Raw records
★ ★ ★ ★ ★

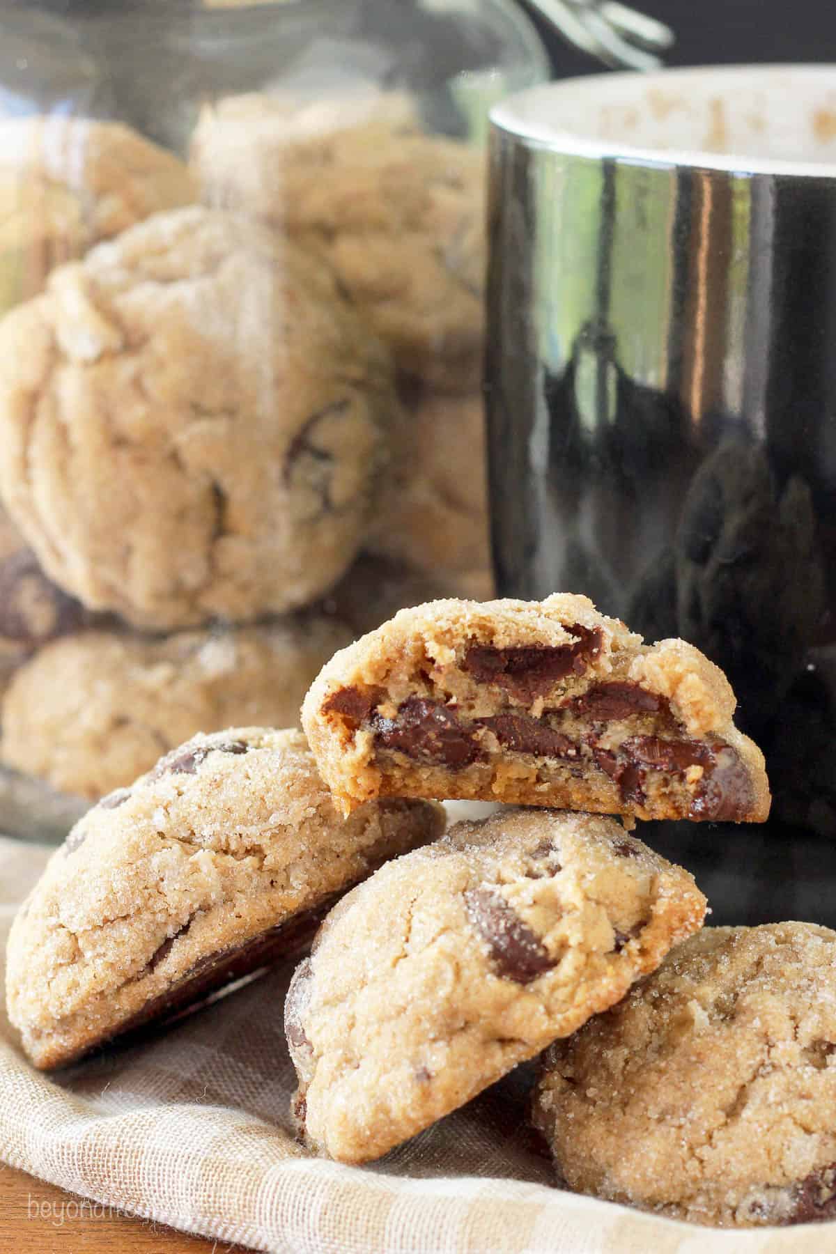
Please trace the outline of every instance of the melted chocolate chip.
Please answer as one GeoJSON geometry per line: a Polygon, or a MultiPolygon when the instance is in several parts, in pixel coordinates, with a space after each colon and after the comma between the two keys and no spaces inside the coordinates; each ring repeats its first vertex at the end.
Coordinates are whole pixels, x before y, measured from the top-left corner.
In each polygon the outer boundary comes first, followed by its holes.
{"type": "Polygon", "coordinates": [[[637,923],[634,927],[628,928],[627,932],[620,932],[615,928],[613,932],[613,952],[620,953],[625,944],[629,944],[637,935],[640,935],[642,928],[645,927],[645,923],[637,923]]]}
{"type": "Polygon", "coordinates": [[[607,749],[593,749],[592,752],[602,771],[609,775],[610,780],[618,785],[622,801],[642,805],[644,801],[644,793],[642,791],[643,776],[635,762],[620,755],[612,754],[607,749]]]}
{"type": "Polygon", "coordinates": [[[583,675],[587,662],[600,652],[599,627],[575,623],[567,631],[578,637],[574,645],[534,645],[520,648],[471,645],[462,668],[473,675],[476,683],[493,683],[505,688],[519,701],[534,701],[567,675],[583,675]]]}
{"type": "Polygon", "coordinates": [[[417,761],[441,764],[449,770],[461,770],[484,757],[479,744],[447,707],[409,697],[397,717],[371,717],[376,742],[384,749],[397,750],[417,761]]]}
{"type": "Polygon", "coordinates": [[[550,840],[541,840],[539,845],[535,845],[530,851],[529,867],[525,870],[526,879],[551,879],[553,875],[558,875],[563,867],[556,861],[556,849],[550,840]],[[550,861],[549,859],[555,859],[550,861]]]}
{"type": "Polygon", "coordinates": [[[689,766],[708,766],[711,750],[696,740],[662,740],[659,736],[632,736],[622,745],[623,754],[654,771],[684,774],[689,766]]]}
{"type": "Polygon", "coordinates": [[[129,788],[118,788],[114,793],[108,793],[107,796],[102,798],[102,800],[99,801],[99,809],[118,810],[119,806],[124,805],[129,798],[130,798],[129,788]]]}
{"type": "Polygon", "coordinates": [[[305,1050],[308,1053],[311,1052],[311,1042],[302,1027],[302,1014],[311,999],[312,979],[313,968],[311,959],[306,958],[293,972],[291,987],[287,989],[287,997],[285,998],[285,1036],[287,1037],[287,1043],[291,1046],[291,1050],[305,1050]]]}
{"type": "Polygon", "coordinates": [[[714,823],[741,823],[752,809],[752,781],[731,745],[713,745],[712,754],[713,765],[703,775],[689,816],[714,823]]]}
{"type": "Polygon", "coordinates": [[[836,1162],[811,1171],[796,1188],[795,1208],[787,1223],[811,1224],[836,1219],[836,1162]]]}
{"type": "Polygon", "coordinates": [[[684,775],[691,766],[703,774],[688,808],[688,818],[714,823],[741,823],[752,809],[752,784],[737,752],[722,741],[663,740],[632,736],[617,752],[599,749],[590,739],[593,757],[618,785],[622,800],[643,805],[647,772],[684,775]]]}
{"type": "Polygon", "coordinates": [[[469,889],[465,904],[471,923],[488,944],[504,979],[529,984],[556,966],[540,939],[498,893],[489,888],[469,889]]]}
{"type": "Polygon", "coordinates": [[[0,636],[34,648],[78,631],[84,618],[83,606],[46,578],[29,549],[0,562],[0,636]]]}
{"type": "Polygon", "coordinates": [[[249,745],[246,745],[243,740],[219,740],[214,744],[187,749],[184,752],[175,749],[157,762],[150,777],[158,780],[164,775],[197,775],[198,766],[207,760],[209,754],[247,752],[249,752],[249,745]]]}
{"type": "Polygon", "coordinates": [[[341,714],[346,722],[353,724],[355,729],[367,719],[377,698],[370,693],[363,693],[360,688],[337,688],[322,706],[323,714],[341,714]]]}
{"type": "Polygon", "coordinates": [[[568,736],[529,715],[499,714],[480,719],[479,722],[494,732],[500,745],[516,754],[536,754],[540,757],[578,756],[578,746],[568,736]]]}
{"type": "Polygon", "coordinates": [[[638,683],[598,683],[579,697],[567,701],[563,709],[597,721],[629,719],[635,714],[658,714],[662,698],[638,683]]]}

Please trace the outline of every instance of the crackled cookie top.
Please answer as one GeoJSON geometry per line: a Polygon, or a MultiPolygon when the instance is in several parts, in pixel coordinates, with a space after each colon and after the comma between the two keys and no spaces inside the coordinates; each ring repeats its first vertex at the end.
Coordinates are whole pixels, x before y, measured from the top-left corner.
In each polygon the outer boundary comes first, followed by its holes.
{"type": "Polygon", "coordinates": [[[0,693],[39,646],[79,631],[89,616],[40,569],[0,507],[0,693]]]}
{"type": "Polygon", "coordinates": [[[9,1017],[60,1066],[293,952],[317,912],[440,835],[426,801],[338,820],[298,731],[196,736],[73,829],[9,937],[9,1017]]]}
{"type": "Polygon", "coordinates": [[[594,815],[505,810],[389,863],[287,996],[308,1144],[379,1157],[612,1006],[704,910],[687,872],[594,815]]]}
{"type": "Polygon", "coordinates": [[[322,265],[199,207],[55,271],[0,329],[5,503],[56,583],[138,626],[326,591],[397,413],[386,352],[322,265]]]}
{"type": "Polygon", "coordinates": [[[706,928],[544,1058],[584,1193],[723,1226],[836,1218],[836,932],[706,928]]]}
{"type": "Polygon", "coordinates": [[[763,756],[724,675],[587,597],[436,601],[337,653],[302,721],[347,811],[370,796],[763,820],[763,756]]]}
{"type": "Polygon", "coordinates": [[[207,203],[252,213],[318,252],[406,374],[479,385],[485,157],[425,133],[391,94],[300,107],[231,97],[198,123],[207,203]]]}
{"type": "Polygon", "coordinates": [[[196,198],[182,161],[115,122],[0,122],[0,310],[41,291],[73,261],[152,213],[196,198]]]}
{"type": "Polygon", "coordinates": [[[16,672],[0,706],[0,761],[95,800],[197,731],[296,722],[317,671],[351,638],[325,614],[164,638],[80,632],[16,672]]]}

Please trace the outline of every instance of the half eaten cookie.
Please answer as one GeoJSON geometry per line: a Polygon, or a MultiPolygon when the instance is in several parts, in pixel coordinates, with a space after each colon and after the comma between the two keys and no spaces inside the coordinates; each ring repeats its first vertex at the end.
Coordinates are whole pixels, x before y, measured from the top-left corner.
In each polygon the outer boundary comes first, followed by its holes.
{"type": "Polygon", "coordinates": [[[73,829],[9,935],[9,1018],[43,1070],[298,952],[336,897],[441,835],[427,801],[338,819],[305,736],[196,736],[73,829]]]}
{"type": "Polygon", "coordinates": [[[587,597],[435,601],[337,653],[302,709],[347,814],[375,796],[758,823],[763,755],[721,670],[587,597]]]}
{"type": "Polygon", "coordinates": [[[456,824],[348,893],[297,968],[300,1132],[380,1157],[619,1001],[704,913],[692,877],[614,819],[456,824]]]}

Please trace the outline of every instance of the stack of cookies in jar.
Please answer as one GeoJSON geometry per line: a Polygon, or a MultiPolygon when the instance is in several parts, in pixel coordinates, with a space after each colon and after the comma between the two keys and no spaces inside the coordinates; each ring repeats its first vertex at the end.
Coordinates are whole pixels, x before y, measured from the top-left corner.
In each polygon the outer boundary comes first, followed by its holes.
{"type": "MultiPolygon", "coordinates": [[[[293,958],[259,1032],[310,1154],[444,1145],[538,1060],[515,1088],[560,1188],[835,1219],[836,933],[703,928],[693,877],[639,839],[767,818],[734,710],[698,650],[587,597],[402,609],[325,665],[302,729],[198,735],[75,825],[11,928],[9,1018],[51,1071],[293,958]],[[456,823],[439,799],[498,804],[456,823]]],[[[525,1115],[491,1109],[499,1165],[525,1115]]]]}
{"type": "Polygon", "coordinates": [[[3,767],[93,800],[489,594],[480,152],[247,95],[187,159],[3,122],[0,197],[3,767]]]}

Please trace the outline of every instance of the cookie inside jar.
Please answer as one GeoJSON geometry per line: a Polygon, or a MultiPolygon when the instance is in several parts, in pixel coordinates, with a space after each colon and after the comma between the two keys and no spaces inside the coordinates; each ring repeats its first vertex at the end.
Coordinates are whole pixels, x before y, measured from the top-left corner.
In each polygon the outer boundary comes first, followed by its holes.
{"type": "Polygon", "coordinates": [[[0,15],[0,829],[491,594],[486,118],[546,60],[506,0],[330,9],[0,15]]]}

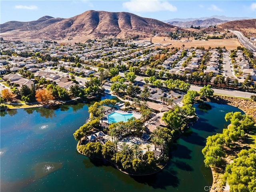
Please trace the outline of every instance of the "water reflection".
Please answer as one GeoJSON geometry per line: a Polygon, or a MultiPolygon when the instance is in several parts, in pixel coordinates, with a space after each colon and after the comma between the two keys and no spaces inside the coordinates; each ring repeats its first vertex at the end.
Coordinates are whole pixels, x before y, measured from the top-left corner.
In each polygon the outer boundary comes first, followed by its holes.
{"type": "Polygon", "coordinates": [[[48,174],[62,168],[62,163],[43,162],[38,163],[33,168],[35,172],[35,179],[44,177],[48,174]]]}
{"type": "Polygon", "coordinates": [[[56,123],[47,122],[37,124],[31,127],[32,130],[36,134],[42,134],[56,127],[56,123]]]}

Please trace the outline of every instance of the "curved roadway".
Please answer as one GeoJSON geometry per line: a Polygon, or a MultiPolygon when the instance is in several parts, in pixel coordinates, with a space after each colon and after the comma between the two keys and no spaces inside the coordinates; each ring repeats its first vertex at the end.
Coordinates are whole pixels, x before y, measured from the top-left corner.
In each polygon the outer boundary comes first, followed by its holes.
{"type": "Polygon", "coordinates": [[[251,51],[256,52],[256,47],[252,45],[247,38],[244,36],[244,35],[240,31],[230,31],[234,33],[237,36],[238,40],[246,48],[252,50],[251,51]]]}

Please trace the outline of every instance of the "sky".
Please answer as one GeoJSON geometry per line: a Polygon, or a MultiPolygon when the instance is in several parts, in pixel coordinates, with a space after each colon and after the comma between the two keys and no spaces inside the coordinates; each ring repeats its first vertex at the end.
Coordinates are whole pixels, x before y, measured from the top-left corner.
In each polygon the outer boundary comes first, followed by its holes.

★ ★ ★ ★ ★

=== Aim ===
Filter the material above down to every line that contains the word "chocolate", and copy those lines. Case counts.

=== Response to the task ===
Please trace the outline of every instance of the melted chocolate chip.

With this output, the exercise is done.